79     Singarasa v Sri Lanka Communication No 1033/2001 UN Doc CCPR/C/81/D/1033/2001 (21 July 2004) at [6.3].

80     Baigent’s Case, above n 72, at 691.

[164]   Mr Griggs also cites the statement of the United Nations Human Rights Committee in 1992 in General Comment No 20:81

Article 7 should be read in conjunction with article 2, paragraph 3, of the Covenant… The right to lodge complaints against maltreatment prohibited by article 7 must be recognized in the domestic law. Complaints must be investigated promptly and impartially by competent authorities so as to make the remedy effective…

[165]   The Commission agrees with Mr Richards’ submissions, saying the art 2(3) right to an effective remedy is an essential element of the s 9 right to freedom from torture.

[166]   The Crown’s position is that while s 9 of the Bill of Rights Act incorporates a right to a remedy, it does not generate one for rights breaches that pre-date the enactment of the Bill of Rights Act. Ms Laurenson says that at the time of the     Lake Alice events, a claim in tort only would have been available to survivors of torture. She accepts that if a post-1990 claim for torture under s 9 succeeded before the courts, the likely remedy would be public law damages.

[167]   Ms Laurenson says that, in any event, the redress scheme has provided a remedy that, when coupled with other avenues available to Lake Alice survivors, can amount to a sufficient remedy for a breach of s 9 (noting that the Cabinet was aware of the right now available to seek public law damages for such a breach). She submits that the redress scheme should be judged by whether it provides effective redress for those eligible under it and quantum needs to be assessed in the context of a particular survivor and their experiences. Ms Laurenson submits that the redress scheme offers individualised redress to those who do not wish to go through further court processes. She also notes the other means of support for survivors, including earlier settlements, ACC entitlements to compensation for personal injury, and ongoing support from the Crown Response Office.


81  United Nations Human Rights Committee CCPR General Comment No 20: Article 7 (Prohibition of Torture, or Other Cruel, Inhuman or Degrading Treatment or Punishment) UN Doc CCPR/C/GC/20 (10 March 1992) at [14].

Material supplied:
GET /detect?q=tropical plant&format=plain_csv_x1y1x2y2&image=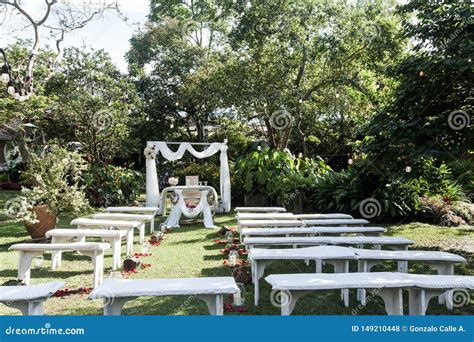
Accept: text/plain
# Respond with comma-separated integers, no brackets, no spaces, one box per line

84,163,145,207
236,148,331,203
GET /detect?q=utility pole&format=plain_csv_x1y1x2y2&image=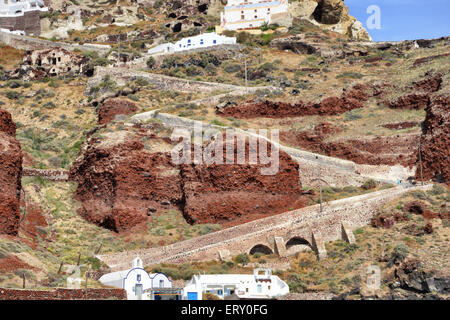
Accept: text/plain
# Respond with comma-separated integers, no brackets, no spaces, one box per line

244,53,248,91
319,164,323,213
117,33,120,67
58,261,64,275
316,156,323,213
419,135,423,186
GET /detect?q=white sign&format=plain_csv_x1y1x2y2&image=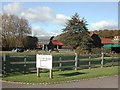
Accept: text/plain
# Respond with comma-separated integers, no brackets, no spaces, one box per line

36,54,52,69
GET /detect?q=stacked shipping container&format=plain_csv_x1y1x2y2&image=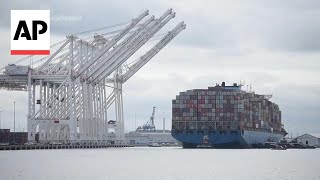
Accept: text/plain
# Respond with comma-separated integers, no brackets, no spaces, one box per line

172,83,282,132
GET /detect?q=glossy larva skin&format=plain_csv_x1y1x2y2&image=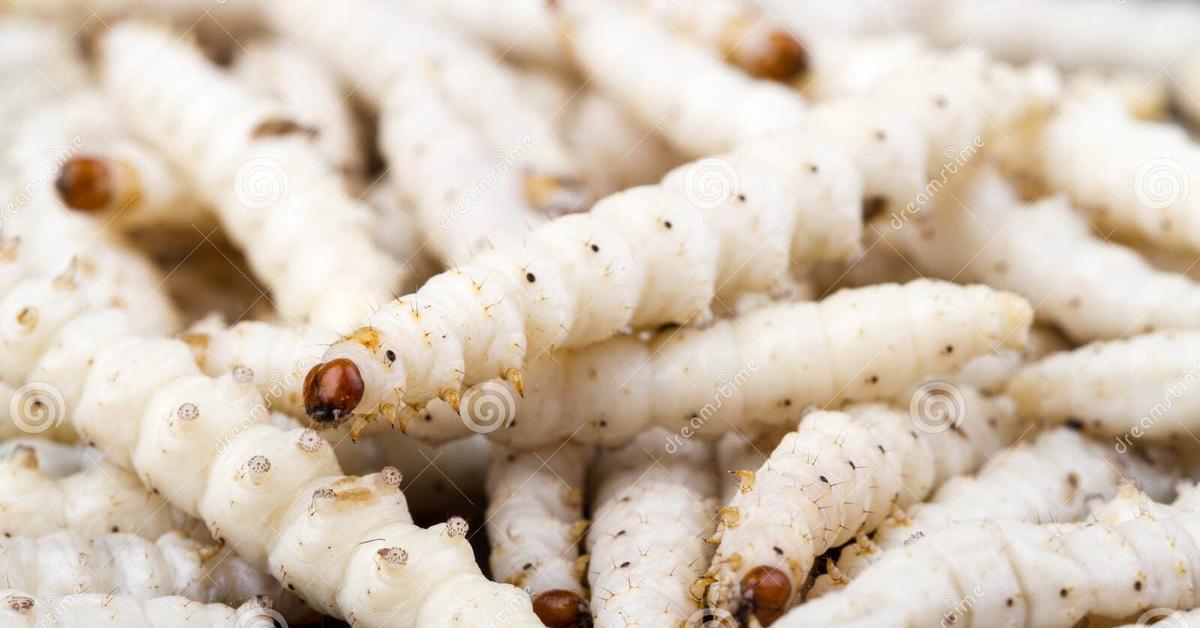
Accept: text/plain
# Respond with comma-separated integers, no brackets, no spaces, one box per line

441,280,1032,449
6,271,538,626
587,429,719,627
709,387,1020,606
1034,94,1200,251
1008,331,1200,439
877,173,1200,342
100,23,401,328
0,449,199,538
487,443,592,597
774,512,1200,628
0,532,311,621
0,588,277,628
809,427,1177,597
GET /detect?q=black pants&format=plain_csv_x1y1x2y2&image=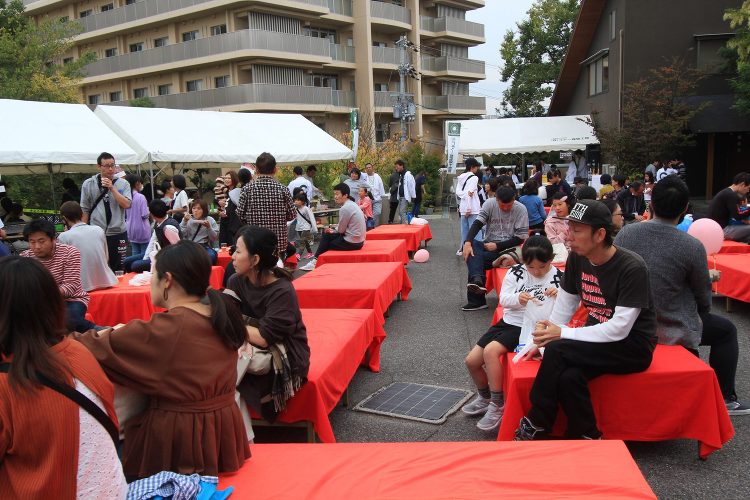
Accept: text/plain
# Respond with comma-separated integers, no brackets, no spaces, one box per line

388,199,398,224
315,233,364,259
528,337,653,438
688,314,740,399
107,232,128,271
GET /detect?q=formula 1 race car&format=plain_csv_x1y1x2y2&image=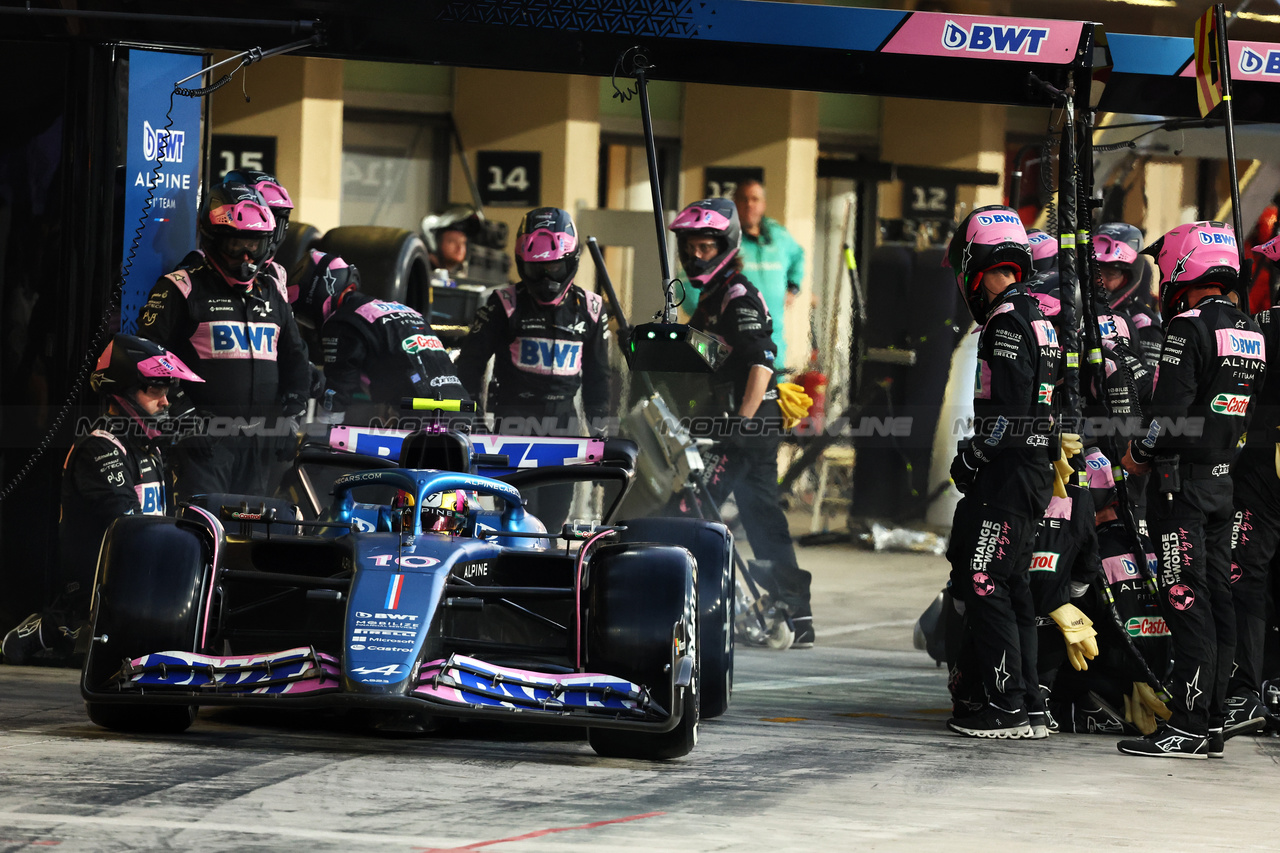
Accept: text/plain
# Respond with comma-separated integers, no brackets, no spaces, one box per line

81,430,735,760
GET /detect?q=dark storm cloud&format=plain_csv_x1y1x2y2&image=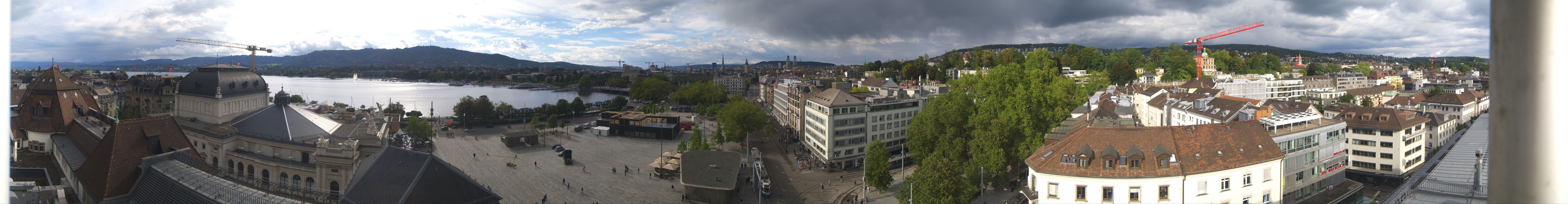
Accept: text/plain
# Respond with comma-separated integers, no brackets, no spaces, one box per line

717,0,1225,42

Objective: Please print the part of the Lake Alice excerpt that begins with the words "80     Baigent’s Case, above" and stops after the words "freedom from torture.".

Result below:
80     Baigent’s Case, above n 72, at 691.

[164]   Mr Griggs also cites the statement of the United Nations Human Rights Committee in 1992 in General Comment No 20:81

Article 7 should be read in conjunction with article 2, paragraph 3, of the Covenant… The right to lodge complaints against maltreatment prohibited by article 7 must be recognized in the domestic law. Complaints must be investigated promptly and impartially by competent authorities so as to make the remedy effective…

[165]   The Commission agrees with Mr Richards’ submissions, saying the art 2(3) right to an effective remedy is an essential element of the s 9 right to freedom from torture.